TEXT SEGMENT:
------------------------------------------------------------
Re: [Pyparsing] PyParsing and unicode
Brought to you by:
ptmcg
From: Paul M. <pa...@al...> - 2006-06-26 15:06:28
|
> -----Original Message----- > From: pyp...@li... > [mailto:pyp...@li...] On > Behalf Of Jean-Paul Calderone > Sent: Sunday, June 25, 2006 8:04 PM > To: pyp...@li... > Subject: [Pyparsing] PyParsing and unicode > > Hey, > > I'm wondering how to match any sequence of > whitespace-separated characters, > including non-ascii. For ASCII, I've just been using > pyparsing.Word(alphanums) but this approach doesn't seem to work for > unicode. > Well, there *are* quite a few other printable characters besides just letters and numbers. Pyparsing defines the constant pyparsing.printables as all non-whitespace 7-bit ASCII characters, that is '0123456789abcdefghijklmnopqrstuvwxyzABCDEFGHIJKLMNOPQRSTUVWXYZ!"#$%&\'()*+, -./: ;<=>?@[\\]^_`{|}~' (Contrast this with string.printable, which includes whitespace characters... just different interpretations of what "printable" means, I guess. Note also that the string module defines printable, but the str class does not.) > Also, while trying to figure this out, I tried this: > > > pyparsing.OneOrMore(pyparsing.NotAny(pyparsing.White())).parse > String("hello") > > Running this goes into an infinite loop consuming all CPU > resources. Not > sure if this is a bug worth fixing in PyParsing but I thought > I'd point it > out. > > Jean-Paul > NotAny is merely a negative lookahead, the opposite of FollowedBy. It does *not* advance the parse position, so OneOrMore(NotAny(whatever)) will just loop forever. I think what you are looking for is the opposite of Word, the pyparsing class CharsNotIn. Here's your example, entered at the Python prompt: >>> print pyparsing.OneOrMore(pyparsing.CharsNotIn(" \t\n\r\f")).parseString("hello") ['hello'] I've not tested this with unicode characters though. -- Paul |
------------------------------------------------------------
Records from a data collection:
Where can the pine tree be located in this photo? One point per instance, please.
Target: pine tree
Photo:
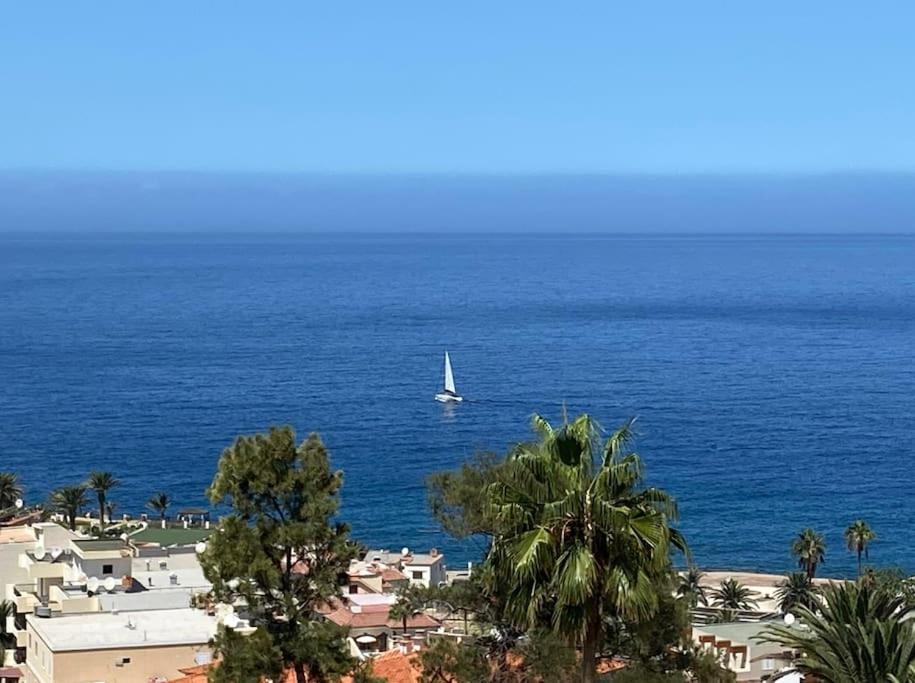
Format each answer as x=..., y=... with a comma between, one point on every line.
x=280, y=551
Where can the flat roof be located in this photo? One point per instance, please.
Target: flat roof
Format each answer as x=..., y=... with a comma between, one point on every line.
x=745, y=632
x=107, y=631
x=99, y=544
x=171, y=536
x=16, y=534
x=188, y=577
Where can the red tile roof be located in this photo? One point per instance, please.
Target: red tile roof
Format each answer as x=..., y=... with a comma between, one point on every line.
x=343, y=616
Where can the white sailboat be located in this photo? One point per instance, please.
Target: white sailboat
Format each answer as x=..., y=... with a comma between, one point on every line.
x=449, y=395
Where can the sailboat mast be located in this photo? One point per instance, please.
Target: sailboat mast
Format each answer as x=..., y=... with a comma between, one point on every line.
x=449, y=376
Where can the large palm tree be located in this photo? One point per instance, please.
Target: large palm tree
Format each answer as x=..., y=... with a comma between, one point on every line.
x=810, y=550
x=10, y=490
x=796, y=590
x=102, y=483
x=159, y=503
x=69, y=501
x=691, y=587
x=732, y=595
x=858, y=537
x=858, y=633
x=578, y=539
x=410, y=603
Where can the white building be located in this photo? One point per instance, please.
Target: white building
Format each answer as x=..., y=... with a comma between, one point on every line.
x=422, y=569
x=143, y=645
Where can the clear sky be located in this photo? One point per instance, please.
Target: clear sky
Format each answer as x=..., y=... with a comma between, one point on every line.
x=494, y=87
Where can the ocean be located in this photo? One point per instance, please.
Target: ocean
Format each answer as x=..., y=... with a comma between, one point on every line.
x=773, y=376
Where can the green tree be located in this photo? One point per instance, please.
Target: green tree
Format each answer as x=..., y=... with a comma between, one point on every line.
x=691, y=588
x=890, y=579
x=858, y=537
x=69, y=501
x=458, y=499
x=102, y=483
x=732, y=595
x=411, y=600
x=796, y=590
x=279, y=551
x=810, y=550
x=579, y=540
x=859, y=633
x=159, y=503
x=10, y=489
x=545, y=658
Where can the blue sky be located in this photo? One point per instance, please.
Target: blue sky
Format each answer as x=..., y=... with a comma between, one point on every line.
x=493, y=87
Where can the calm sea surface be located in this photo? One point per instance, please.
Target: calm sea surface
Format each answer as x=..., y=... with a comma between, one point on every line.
x=773, y=377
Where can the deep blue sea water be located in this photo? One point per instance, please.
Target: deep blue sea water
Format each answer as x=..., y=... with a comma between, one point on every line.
x=773, y=377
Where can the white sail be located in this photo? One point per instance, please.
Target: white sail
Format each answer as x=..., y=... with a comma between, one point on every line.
x=449, y=377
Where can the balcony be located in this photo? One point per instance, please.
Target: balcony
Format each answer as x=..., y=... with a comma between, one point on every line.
x=25, y=597
x=44, y=568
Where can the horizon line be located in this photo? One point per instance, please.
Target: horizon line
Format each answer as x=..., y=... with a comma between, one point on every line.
x=443, y=173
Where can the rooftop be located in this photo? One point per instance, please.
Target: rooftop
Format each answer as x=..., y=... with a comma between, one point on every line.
x=165, y=537
x=341, y=615
x=737, y=632
x=16, y=534
x=409, y=557
x=95, y=545
x=188, y=577
x=106, y=631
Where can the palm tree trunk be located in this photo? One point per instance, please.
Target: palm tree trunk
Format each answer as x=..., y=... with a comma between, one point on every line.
x=589, y=648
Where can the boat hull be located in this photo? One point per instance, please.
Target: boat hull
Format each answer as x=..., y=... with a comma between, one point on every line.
x=448, y=398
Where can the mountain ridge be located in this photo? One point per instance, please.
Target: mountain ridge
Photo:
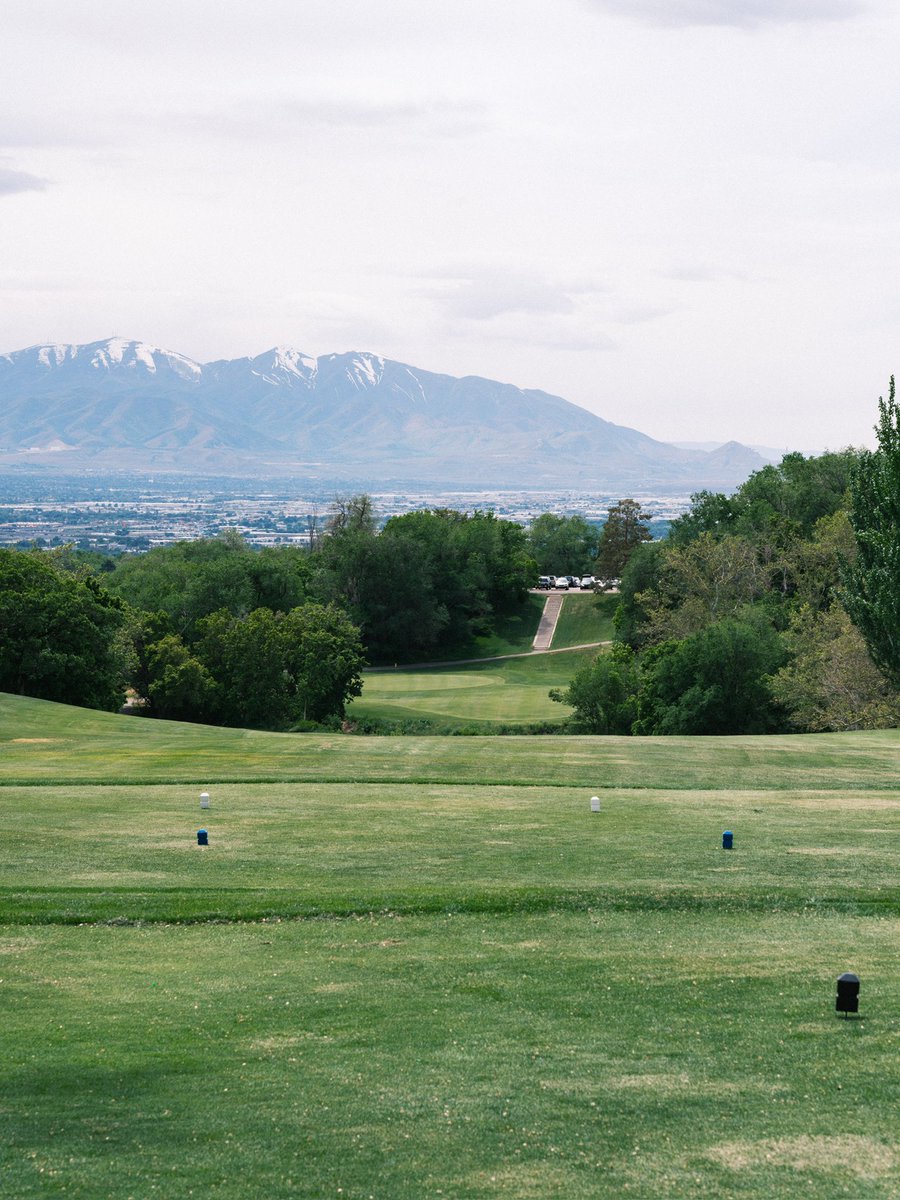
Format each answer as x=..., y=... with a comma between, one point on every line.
x=120, y=403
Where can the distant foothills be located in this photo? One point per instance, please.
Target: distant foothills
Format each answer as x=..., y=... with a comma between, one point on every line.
x=120, y=405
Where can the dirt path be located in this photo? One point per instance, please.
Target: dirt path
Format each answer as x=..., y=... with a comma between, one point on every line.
x=495, y=658
x=547, y=625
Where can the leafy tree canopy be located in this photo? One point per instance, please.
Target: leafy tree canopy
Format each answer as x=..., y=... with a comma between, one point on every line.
x=60, y=634
x=871, y=583
x=623, y=533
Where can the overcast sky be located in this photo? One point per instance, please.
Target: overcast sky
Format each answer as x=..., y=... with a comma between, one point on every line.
x=681, y=214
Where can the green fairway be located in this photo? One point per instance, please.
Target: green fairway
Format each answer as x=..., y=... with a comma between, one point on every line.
x=419, y=967
x=511, y=691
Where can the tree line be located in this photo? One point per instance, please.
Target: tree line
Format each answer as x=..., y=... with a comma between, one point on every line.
x=214, y=630
x=772, y=610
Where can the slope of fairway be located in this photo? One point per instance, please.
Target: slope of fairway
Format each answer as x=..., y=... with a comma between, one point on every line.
x=586, y=617
x=49, y=744
x=424, y=967
x=510, y=691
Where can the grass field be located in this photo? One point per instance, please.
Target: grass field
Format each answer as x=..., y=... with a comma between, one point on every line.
x=586, y=617
x=412, y=967
x=483, y=695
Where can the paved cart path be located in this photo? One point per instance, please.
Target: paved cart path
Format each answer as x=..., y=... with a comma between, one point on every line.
x=547, y=624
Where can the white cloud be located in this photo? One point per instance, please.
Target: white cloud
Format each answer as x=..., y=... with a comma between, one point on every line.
x=739, y=13
x=13, y=181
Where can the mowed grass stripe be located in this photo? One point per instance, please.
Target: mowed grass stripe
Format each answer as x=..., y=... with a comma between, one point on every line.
x=575, y=1055
x=511, y=691
x=130, y=853
x=48, y=744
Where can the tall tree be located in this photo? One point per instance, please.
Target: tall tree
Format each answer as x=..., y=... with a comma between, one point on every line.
x=624, y=531
x=871, y=583
x=563, y=544
x=60, y=634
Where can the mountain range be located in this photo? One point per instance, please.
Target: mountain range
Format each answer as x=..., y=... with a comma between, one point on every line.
x=120, y=405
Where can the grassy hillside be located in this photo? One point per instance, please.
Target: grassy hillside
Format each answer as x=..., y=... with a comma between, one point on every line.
x=586, y=617
x=49, y=744
x=423, y=967
x=511, y=691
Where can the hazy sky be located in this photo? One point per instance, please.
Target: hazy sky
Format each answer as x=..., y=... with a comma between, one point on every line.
x=681, y=214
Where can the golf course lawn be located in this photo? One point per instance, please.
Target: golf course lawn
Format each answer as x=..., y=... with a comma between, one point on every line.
x=513, y=691
x=409, y=967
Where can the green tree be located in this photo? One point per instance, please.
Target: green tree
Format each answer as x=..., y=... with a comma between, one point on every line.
x=324, y=660
x=604, y=693
x=563, y=545
x=829, y=682
x=60, y=634
x=871, y=583
x=179, y=687
x=624, y=531
x=640, y=583
x=246, y=657
x=701, y=582
x=712, y=682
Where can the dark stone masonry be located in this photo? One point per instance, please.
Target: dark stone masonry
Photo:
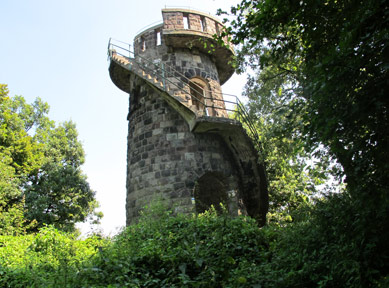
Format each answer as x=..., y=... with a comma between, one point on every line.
x=182, y=146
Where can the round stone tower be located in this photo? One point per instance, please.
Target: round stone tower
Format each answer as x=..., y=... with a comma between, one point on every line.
x=182, y=146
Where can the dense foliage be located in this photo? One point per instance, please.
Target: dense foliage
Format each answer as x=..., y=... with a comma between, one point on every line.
x=206, y=250
x=319, y=81
x=41, y=181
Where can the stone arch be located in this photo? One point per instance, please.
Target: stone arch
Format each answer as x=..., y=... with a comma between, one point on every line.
x=210, y=189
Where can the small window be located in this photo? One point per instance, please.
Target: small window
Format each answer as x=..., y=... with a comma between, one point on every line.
x=143, y=44
x=186, y=21
x=158, y=37
x=202, y=24
x=197, y=95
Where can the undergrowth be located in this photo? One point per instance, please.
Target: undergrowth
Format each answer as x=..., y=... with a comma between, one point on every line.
x=322, y=249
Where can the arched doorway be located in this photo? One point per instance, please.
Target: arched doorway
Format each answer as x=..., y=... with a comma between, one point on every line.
x=210, y=189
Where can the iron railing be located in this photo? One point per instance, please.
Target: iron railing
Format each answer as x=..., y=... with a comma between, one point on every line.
x=169, y=76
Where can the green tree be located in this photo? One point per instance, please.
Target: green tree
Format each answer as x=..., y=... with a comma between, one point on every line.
x=330, y=56
x=42, y=166
x=330, y=60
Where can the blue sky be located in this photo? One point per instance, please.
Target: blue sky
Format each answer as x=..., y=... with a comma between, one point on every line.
x=56, y=50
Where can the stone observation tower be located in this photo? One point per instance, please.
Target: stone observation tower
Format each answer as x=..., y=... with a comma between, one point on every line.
x=182, y=145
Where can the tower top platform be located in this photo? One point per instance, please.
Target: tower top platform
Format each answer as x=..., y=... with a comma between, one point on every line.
x=194, y=30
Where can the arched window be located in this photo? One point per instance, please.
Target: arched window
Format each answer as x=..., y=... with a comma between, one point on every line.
x=210, y=189
x=200, y=96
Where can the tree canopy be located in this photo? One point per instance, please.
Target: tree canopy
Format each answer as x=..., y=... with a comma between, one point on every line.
x=330, y=57
x=318, y=81
x=41, y=168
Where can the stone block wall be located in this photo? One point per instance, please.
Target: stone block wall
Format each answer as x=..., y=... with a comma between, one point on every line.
x=165, y=159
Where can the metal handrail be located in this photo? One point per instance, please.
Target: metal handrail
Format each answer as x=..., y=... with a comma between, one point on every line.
x=166, y=72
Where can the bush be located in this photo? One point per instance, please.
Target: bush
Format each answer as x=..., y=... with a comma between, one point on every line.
x=48, y=259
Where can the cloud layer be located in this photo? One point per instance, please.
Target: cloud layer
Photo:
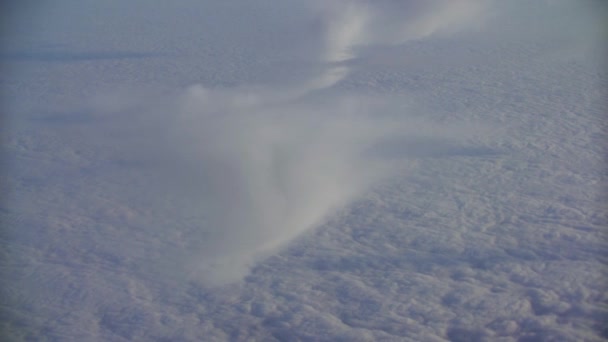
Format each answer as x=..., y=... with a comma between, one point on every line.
x=262, y=164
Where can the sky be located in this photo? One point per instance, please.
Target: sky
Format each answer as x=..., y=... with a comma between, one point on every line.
x=305, y=170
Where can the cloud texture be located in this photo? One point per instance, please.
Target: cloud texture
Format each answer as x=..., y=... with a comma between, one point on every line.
x=262, y=164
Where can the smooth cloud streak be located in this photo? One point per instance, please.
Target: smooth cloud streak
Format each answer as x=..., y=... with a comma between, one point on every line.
x=261, y=165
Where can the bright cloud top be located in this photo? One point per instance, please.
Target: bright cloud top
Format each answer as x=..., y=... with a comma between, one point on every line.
x=261, y=165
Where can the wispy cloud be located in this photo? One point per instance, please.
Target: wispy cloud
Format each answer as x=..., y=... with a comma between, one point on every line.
x=264, y=164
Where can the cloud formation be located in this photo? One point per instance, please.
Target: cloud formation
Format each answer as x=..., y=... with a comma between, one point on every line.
x=262, y=164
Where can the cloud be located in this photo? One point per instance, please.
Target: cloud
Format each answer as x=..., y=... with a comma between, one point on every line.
x=260, y=165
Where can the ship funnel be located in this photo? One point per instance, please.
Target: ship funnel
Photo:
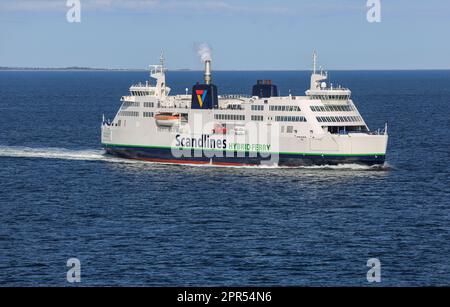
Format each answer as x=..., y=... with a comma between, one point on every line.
x=208, y=72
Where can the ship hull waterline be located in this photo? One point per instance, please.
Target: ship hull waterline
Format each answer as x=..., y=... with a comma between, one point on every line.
x=165, y=155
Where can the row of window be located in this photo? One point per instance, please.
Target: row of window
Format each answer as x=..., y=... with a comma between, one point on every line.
x=258, y=118
x=127, y=104
x=290, y=119
x=229, y=116
x=129, y=113
x=258, y=107
x=330, y=97
x=332, y=108
x=139, y=93
x=285, y=108
x=235, y=107
x=334, y=119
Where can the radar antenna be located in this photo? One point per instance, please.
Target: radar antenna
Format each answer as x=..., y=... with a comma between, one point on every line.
x=314, y=61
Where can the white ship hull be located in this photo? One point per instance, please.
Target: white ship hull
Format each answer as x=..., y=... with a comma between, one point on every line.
x=322, y=128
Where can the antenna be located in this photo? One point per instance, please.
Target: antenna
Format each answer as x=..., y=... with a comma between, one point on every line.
x=161, y=58
x=314, y=61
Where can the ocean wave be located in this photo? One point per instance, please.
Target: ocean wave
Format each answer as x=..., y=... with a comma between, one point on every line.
x=99, y=155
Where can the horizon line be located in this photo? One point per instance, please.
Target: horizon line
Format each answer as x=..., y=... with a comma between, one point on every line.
x=81, y=68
------------------------------------------------------------
TO-DO LIST:
a. Using the pyparsing message, decide whether each statement agrees with it: (i) pyparsing.printables includes whitespace characters; (ii) NotAny advances the parse position; (iii) the str class does not define printable. For each, answer yes or no and quote the deciding words.
b. Convert the entries between the lines holding "Where can the boat" and "x=120, y=403", inclusive, into a two-column CSV with the columns request and points. Each entry gets one row, with every field quoted and line breaks replaced by spaces, and the pictures left out.
These entries are unrelated to the pyparsing message.

RESULTS IN ORDER:
a.
(i) No: "Pyparsing defines the constant pyparsing.printables as all non-whitespace 7-bit ASCII characters"
(ii) No: "It does *not* advance the parse position"
(iii) Yes: "Note also that the string module defines printable, but the str class does not."

b.
request,points
"Where can the boat hull be located in this photo? One point per instance, please. Target: boat hull Format each answer as x=..., y=... with a comma between, one point on every line.","x=448, y=398"
"Where can the mountain ridge be located in this photo? One point per instance, please. Target: mountain ridge Photo: Format each answer as x=..., y=... with a comma between, one point on every line.","x=120, y=403"